[Excerpts of labeled region data]
● ● ● ●

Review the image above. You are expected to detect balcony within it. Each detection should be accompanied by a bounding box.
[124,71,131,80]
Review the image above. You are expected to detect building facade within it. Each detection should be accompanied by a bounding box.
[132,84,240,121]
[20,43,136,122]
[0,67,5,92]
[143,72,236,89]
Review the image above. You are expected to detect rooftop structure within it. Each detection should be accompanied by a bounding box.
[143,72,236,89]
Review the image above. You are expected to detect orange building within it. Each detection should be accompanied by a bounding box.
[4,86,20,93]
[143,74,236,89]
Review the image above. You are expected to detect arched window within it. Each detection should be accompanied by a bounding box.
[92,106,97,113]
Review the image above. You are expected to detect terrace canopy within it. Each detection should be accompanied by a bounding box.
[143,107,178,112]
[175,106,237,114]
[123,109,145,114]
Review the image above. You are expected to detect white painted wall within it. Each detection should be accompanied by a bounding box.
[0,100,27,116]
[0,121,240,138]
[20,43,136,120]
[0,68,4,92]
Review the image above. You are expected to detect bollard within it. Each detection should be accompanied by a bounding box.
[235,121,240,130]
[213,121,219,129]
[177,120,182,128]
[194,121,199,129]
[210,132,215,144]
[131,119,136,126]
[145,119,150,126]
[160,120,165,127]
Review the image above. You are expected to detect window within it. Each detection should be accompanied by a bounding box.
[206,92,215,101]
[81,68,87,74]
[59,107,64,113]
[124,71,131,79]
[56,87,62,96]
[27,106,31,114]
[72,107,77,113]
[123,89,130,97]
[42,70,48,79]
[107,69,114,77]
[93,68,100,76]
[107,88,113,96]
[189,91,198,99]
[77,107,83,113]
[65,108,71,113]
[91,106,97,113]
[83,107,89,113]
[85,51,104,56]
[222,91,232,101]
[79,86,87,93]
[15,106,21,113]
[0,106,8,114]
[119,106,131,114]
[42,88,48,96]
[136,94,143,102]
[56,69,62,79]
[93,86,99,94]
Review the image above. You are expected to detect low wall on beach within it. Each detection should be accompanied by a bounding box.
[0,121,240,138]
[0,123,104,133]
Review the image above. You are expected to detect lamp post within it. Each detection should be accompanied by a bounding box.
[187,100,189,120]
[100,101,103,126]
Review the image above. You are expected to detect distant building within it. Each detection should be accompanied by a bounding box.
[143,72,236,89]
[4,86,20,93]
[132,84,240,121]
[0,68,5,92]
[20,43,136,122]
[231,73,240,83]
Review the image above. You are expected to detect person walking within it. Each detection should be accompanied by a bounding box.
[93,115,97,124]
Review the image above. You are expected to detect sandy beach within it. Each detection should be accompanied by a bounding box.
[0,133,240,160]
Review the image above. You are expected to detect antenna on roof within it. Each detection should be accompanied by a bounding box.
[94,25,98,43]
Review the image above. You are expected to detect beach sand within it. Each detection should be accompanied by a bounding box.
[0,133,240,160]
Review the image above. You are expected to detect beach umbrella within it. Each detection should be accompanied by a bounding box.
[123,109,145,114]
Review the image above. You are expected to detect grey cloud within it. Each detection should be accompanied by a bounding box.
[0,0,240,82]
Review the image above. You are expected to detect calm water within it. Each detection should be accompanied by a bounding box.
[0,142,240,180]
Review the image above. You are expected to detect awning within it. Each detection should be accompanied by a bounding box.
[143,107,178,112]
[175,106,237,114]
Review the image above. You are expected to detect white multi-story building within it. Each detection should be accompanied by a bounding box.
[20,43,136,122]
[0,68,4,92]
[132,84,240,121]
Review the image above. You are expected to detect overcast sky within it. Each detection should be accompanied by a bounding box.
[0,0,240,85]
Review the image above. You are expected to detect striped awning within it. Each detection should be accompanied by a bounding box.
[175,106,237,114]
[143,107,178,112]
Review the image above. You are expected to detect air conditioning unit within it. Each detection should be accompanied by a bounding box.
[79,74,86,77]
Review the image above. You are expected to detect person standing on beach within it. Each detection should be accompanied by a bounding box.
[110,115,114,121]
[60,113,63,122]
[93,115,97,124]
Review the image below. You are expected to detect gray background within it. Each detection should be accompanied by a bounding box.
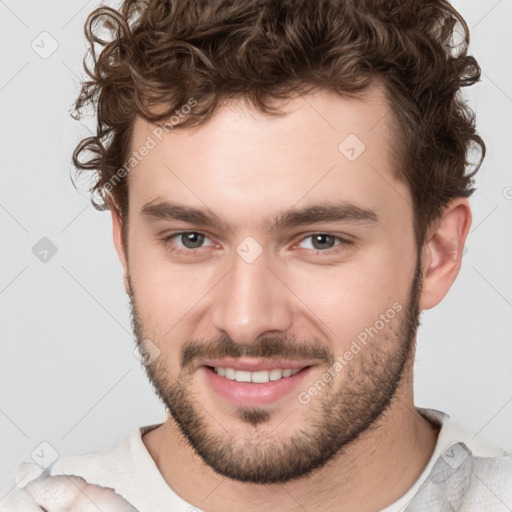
[0,0,512,500]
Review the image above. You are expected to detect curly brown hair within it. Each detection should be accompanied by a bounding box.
[73,0,485,247]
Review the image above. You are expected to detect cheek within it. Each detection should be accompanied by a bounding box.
[287,248,415,353]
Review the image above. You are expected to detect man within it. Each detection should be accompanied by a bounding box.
[5,0,512,512]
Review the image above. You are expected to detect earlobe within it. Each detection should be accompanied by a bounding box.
[420,198,471,310]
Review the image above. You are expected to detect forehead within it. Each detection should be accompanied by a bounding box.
[128,87,410,229]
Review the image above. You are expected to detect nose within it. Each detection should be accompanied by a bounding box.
[212,248,293,344]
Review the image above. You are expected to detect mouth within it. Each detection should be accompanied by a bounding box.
[208,366,309,384]
[198,360,315,407]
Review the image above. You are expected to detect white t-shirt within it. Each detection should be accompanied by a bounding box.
[0,409,512,512]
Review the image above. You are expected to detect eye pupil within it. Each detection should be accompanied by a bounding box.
[181,233,204,249]
[313,234,334,249]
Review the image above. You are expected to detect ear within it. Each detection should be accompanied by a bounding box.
[110,202,130,293]
[420,198,472,310]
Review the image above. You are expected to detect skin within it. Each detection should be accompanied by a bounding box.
[112,86,471,512]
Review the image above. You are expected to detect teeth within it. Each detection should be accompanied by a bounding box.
[214,366,300,384]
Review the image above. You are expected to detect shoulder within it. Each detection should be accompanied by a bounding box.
[0,472,135,512]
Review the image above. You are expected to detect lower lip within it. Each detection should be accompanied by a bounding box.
[199,366,313,407]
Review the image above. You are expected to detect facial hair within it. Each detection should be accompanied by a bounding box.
[128,259,422,484]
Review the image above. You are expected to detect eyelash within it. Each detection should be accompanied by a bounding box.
[163,231,353,255]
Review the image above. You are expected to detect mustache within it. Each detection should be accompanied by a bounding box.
[180,335,335,369]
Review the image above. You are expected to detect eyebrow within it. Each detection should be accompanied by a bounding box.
[141,201,379,232]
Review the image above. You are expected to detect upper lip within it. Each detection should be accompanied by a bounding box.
[200,357,314,372]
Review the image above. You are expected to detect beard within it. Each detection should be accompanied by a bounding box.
[128,257,422,484]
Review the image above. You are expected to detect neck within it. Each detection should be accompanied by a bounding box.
[143,383,438,512]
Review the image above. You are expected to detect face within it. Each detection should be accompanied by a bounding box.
[117,88,421,483]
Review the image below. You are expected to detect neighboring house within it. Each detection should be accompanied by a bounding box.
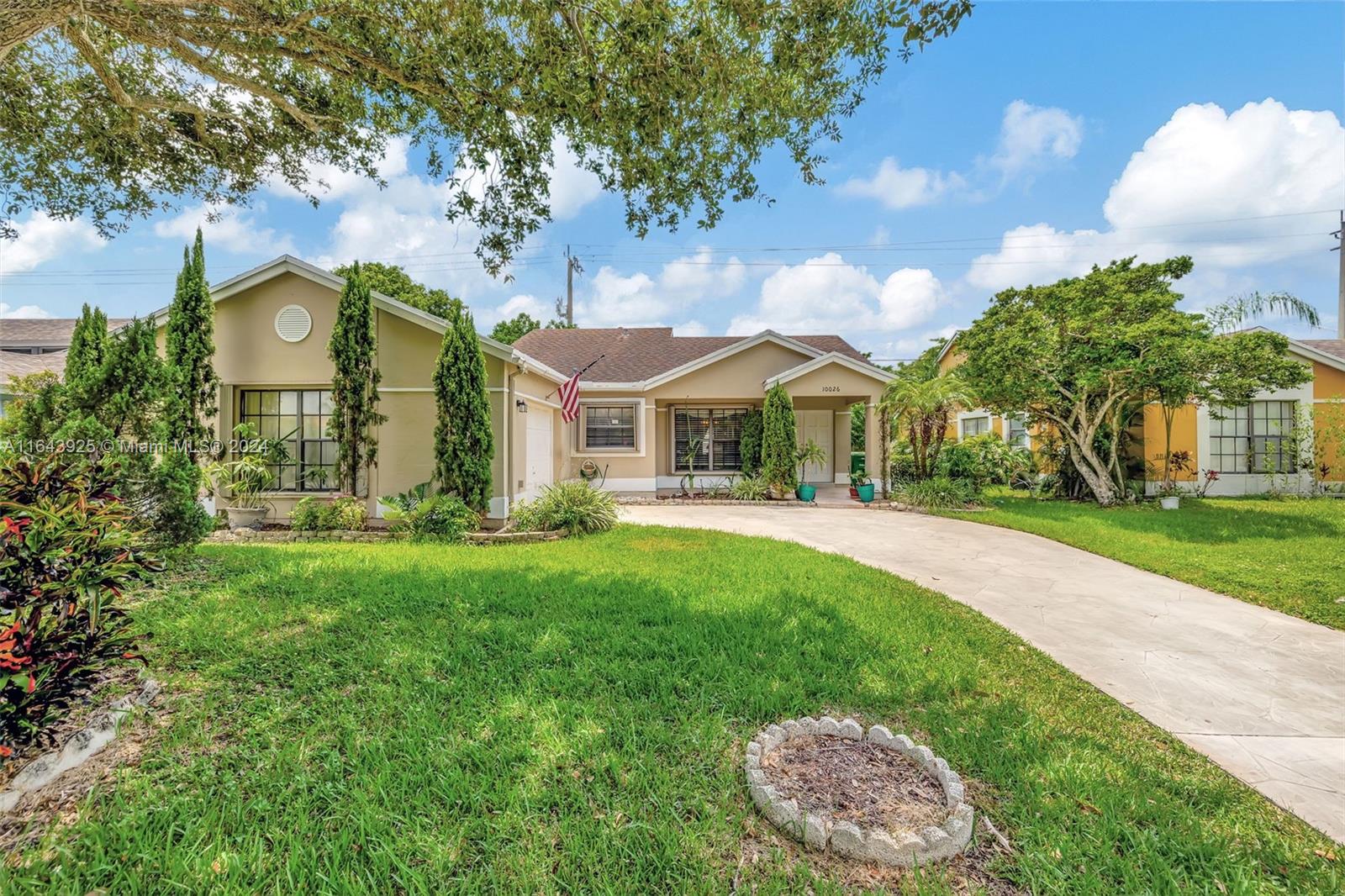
[0,318,126,417]
[514,327,892,493]
[939,334,1345,495]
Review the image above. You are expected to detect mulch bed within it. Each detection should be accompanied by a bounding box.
[762,736,948,833]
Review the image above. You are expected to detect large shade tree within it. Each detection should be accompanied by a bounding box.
[0,0,971,271]
[957,257,1309,504]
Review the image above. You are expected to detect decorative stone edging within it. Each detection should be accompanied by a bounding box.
[0,678,159,813]
[467,531,565,545]
[206,529,393,544]
[742,716,973,867]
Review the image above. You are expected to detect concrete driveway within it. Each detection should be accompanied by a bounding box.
[623,504,1345,842]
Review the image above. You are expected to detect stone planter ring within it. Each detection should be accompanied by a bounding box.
[744,716,973,867]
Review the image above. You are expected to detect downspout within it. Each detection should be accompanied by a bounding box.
[502,365,520,519]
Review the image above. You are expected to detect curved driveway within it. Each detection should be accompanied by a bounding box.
[623,504,1345,842]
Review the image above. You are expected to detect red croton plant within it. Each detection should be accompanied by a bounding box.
[0,453,163,762]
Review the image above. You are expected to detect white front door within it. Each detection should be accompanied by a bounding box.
[794,410,836,484]
[520,406,554,500]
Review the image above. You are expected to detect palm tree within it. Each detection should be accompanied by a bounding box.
[1205,292,1322,332]
[878,372,970,479]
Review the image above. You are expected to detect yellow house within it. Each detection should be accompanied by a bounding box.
[131,256,889,519]
[939,335,1345,495]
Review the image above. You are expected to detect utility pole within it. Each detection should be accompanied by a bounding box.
[556,244,583,327]
[1332,208,1345,339]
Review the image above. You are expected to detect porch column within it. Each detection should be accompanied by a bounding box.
[863,401,888,493]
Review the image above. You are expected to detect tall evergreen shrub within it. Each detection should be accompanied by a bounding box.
[164,228,219,443]
[328,261,388,493]
[762,383,799,491]
[435,309,495,513]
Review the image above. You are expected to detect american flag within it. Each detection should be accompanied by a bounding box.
[556,370,583,423]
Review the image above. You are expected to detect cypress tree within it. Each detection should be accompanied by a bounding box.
[164,228,219,443]
[435,303,495,513]
[762,383,799,493]
[65,303,108,414]
[327,261,388,493]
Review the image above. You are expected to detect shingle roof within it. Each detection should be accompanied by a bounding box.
[1300,339,1345,361]
[514,327,866,382]
[0,318,130,349]
[0,351,66,386]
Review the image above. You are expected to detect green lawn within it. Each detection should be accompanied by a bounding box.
[0,526,1345,894]
[944,488,1345,628]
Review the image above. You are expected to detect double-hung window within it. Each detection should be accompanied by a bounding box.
[580,403,637,451]
[238,389,336,491]
[962,417,990,439]
[1209,401,1298,473]
[672,408,748,472]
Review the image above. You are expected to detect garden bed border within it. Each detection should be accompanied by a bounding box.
[742,716,973,867]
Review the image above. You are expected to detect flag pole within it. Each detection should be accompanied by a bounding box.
[542,352,607,399]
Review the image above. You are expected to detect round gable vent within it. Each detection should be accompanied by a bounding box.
[276,305,314,342]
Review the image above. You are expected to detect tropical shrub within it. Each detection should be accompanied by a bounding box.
[379,482,430,518]
[897,477,980,510]
[289,495,323,531]
[514,479,617,535]
[393,493,482,540]
[0,453,163,757]
[738,408,762,477]
[762,383,799,493]
[289,495,368,531]
[729,477,771,500]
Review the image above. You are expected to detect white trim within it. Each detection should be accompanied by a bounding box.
[635,324,823,390]
[762,351,892,386]
[514,389,561,410]
[570,396,646,457]
[601,477,657,491]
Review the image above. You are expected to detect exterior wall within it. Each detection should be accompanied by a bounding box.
[195,273,520,519]
[1143,405,1209,482]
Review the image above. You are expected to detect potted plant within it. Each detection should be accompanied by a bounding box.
[850,473,873,504]
[794,439,827,500]
[206,424,289,530]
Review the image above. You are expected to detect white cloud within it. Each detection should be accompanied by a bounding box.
[576,246,746,327]
[155,203,294,256]
[0,302,52,320]
[276,139,601,298]
[729,251,948,343]
[967,99,1345,289]
[841,156,967,208]
[0,211,106,275]
[989,99,1084,177]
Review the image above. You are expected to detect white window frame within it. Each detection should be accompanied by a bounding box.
[573,397,644,457]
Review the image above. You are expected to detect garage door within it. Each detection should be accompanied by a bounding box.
[520,408,553,499]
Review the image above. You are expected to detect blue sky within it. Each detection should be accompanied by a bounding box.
[0,3,1345,359]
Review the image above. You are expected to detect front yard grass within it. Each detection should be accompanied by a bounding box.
[944,488,1345,628]
[0,526,1345,893]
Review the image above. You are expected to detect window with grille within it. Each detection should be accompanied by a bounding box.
[1209,401,1298,473]
[238,389,336,491]
[672,408,748,472]
[583,405,635,451]
[962,417,990,439]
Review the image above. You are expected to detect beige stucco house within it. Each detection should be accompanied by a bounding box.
[139,256,888,519]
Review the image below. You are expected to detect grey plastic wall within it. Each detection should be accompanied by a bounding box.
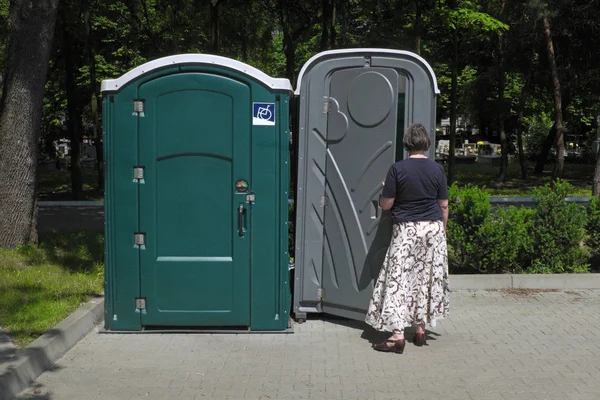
[294,49,438,319]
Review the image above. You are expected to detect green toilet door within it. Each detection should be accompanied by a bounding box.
[138,73,251,326]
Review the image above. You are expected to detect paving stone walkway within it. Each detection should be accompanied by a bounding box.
[12,290,600,400]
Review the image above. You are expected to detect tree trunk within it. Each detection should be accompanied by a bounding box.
[448,33,458,185]
[543,13,565,179]
[414,0,423,55]
[517,109,527,180]
[63,24,83,200]
[592,115,600,197]
[85,4,104,191]
[0,0,58,248]
[533,124,556,175]
[496,0,509,183]
[320,0,331,51]
[210,0,222,54]
[283,30,296,86]
[329,0,337,49]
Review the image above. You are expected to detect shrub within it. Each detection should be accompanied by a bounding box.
[585,197,600,257]
[448,187,533,273]
[447,181,600,273]
[480,206,535,273]
[447,186,492,273]
[524,181,589,273]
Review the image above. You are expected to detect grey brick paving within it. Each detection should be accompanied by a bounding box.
[11,290,600,400]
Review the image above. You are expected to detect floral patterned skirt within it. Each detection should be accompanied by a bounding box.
[366,221,449,332]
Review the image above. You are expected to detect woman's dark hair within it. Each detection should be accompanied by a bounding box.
[402,124,431,151]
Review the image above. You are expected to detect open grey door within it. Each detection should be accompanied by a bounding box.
[294,49,437,319]
[321,68,398,318]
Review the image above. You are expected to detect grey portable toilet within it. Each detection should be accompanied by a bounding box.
[293,49,439,321]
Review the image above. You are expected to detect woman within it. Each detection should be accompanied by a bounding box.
[366,124,449,354]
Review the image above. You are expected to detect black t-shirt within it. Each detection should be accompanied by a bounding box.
[381,158,448,223]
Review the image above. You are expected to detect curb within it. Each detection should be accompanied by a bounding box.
[0,297,104,399]
[449,274,600,290]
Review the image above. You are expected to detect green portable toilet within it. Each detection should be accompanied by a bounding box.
[102,54,292,331]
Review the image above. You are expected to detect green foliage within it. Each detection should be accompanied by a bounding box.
[447,181,600,273]
[585,196,600,257]
[527,181,589,273]
[447,185,492,272]
[0,233,104,346]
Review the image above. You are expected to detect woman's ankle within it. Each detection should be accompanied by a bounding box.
[390,331,404,340]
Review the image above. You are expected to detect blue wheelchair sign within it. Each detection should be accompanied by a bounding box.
[252,103,275,126]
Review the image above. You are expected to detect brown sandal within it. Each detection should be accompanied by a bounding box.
[415,332,427,347]
[373,339,406,354]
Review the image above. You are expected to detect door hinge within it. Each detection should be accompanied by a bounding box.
[321,196,329,207]
[323,97,331,114]
[133,233,146,246]
[135,297,146,310]
[133,100,144,117]
[317,288,325,301]
[133,167,144,181]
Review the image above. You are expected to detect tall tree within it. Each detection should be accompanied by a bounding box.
[436,0,508,183]
[0,0,58,247]
[496,0,509,182]
[542,11,565,179]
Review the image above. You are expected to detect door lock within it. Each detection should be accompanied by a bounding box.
[238,203,244,237]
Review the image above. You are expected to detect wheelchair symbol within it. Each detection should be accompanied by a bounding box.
[256,106,273,121]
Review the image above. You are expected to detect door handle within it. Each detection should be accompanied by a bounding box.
[238,203,244,236]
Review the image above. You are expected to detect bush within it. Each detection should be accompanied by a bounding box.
[585,197,600,257]
[526,181,589,273]
[447,186,492,273]
[447,181,600,273]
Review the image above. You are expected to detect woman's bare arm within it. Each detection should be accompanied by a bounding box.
[438,200,448,230]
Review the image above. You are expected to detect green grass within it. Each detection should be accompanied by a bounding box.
[444,160,594,196]
[0,233,104,346]
[38,168,104,201]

● ● ● ●

Reproduce without changes the lines of the material from the line with "Review the image above. You are expected to detect tropical" to the line with "[1143,405,1209,482]", including both of those lines.

Review the image above. You are expected to detect tropical shrub within it. Each detection should be accompanied by a bounding box.
[379,482,430,518]
[897,477,980,510]
[289,495,323,531]
[514,479,617,535]
[393,493,482,540]
[0,453,163,757]
[738,408,762,477]
[762,383,799,493]
[289,495,368,531]
[729,477,771,500]
Review the image above. You are expected to detect white trim within it. Each detection should be accompanied by a bounding box.
[635,324,823,390]
[762,351,892,386]
[514,389,561,410]
[570,396,646,457]
[601,477,657,491]
Review the image above. You are expected to detect exterior wall within it. Each detection should be accompanied by a bounding box.
[195,273,520,519]
[1143,405,1209,482]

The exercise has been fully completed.